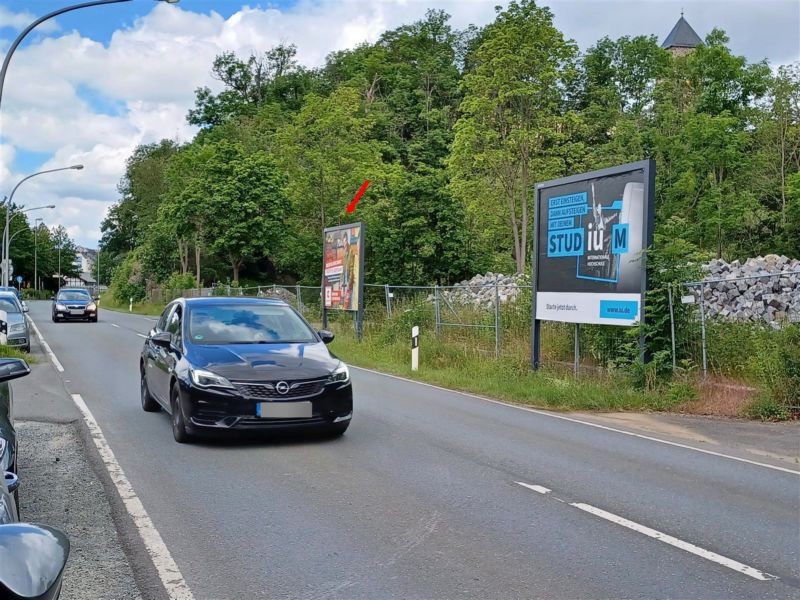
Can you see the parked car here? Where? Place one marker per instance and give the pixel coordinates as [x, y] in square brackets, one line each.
[32, 561]
[217, 364]
[10, 368]
[18, 334]
[74, 304]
++++++
### İstenen iş
Yukarıdaki tüm satırları, sütun adları "görev" ve "değer" olan iki sütunlu bir CSV olarak biçimlendir. Her yazı ile ona ait cevap aynı CSV satırında, tırnak içinde ayrı birer alanda yer alsın; satır sonlarını boşluğa çevir ve resimleri cevaba katma.

### Doğru cevap
görev,değer
"Can you see the parked car here? Where? Place one marker per instance and give the pixel coordinates as [x, y] in square brackets, one line each.","[32, 561] [217, 364] [10, 368] [18, 334] [74, 304]"